What you need to do: In the data, find the word "bbox" and copy out every line that has it.

Data for review:

--- START ---

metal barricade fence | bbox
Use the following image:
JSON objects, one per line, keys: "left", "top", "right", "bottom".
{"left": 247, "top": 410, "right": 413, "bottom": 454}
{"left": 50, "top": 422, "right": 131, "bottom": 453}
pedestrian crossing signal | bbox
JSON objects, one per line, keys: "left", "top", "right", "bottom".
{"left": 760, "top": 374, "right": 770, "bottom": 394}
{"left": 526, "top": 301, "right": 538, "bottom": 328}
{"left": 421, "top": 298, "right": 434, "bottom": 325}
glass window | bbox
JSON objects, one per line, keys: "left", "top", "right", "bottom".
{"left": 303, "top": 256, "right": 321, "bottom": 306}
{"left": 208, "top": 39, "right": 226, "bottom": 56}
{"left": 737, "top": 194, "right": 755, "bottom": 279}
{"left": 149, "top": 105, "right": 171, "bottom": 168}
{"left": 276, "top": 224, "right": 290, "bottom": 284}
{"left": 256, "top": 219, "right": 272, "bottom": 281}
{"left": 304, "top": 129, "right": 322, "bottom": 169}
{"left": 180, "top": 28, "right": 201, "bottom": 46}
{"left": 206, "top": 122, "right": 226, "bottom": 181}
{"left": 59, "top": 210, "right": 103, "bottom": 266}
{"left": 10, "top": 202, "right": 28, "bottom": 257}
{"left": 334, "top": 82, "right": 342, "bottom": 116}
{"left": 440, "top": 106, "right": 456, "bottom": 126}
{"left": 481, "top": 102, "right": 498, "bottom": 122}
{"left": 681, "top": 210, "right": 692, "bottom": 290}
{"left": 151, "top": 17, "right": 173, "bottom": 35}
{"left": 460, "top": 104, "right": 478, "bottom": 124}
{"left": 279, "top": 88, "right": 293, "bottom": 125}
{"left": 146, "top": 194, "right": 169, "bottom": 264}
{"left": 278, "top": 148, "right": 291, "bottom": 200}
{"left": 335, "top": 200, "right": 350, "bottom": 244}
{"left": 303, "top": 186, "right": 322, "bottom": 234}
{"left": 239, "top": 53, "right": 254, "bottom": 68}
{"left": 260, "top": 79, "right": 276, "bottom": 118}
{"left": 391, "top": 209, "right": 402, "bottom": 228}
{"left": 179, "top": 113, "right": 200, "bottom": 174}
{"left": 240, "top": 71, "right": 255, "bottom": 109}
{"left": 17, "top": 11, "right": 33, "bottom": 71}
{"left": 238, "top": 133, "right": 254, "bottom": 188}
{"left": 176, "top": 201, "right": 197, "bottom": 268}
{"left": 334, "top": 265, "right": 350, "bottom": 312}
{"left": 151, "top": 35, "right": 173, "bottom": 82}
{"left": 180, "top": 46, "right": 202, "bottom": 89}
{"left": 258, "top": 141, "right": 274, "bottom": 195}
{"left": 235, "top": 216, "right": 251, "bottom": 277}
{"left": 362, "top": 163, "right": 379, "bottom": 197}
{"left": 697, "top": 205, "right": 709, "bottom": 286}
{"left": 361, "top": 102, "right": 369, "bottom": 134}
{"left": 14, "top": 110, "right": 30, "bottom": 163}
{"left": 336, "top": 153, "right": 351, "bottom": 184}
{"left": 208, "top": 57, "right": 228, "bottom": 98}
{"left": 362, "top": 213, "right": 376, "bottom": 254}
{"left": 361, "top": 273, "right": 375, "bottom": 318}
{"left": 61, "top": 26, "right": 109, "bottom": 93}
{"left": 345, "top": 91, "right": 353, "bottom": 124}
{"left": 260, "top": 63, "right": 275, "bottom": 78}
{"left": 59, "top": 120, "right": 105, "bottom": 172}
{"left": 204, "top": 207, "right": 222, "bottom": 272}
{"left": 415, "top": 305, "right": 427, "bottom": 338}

--- END ---

Written answer:
metal barricade fence | bbox
pedestrian crossing signal | bbox
glass window | bbox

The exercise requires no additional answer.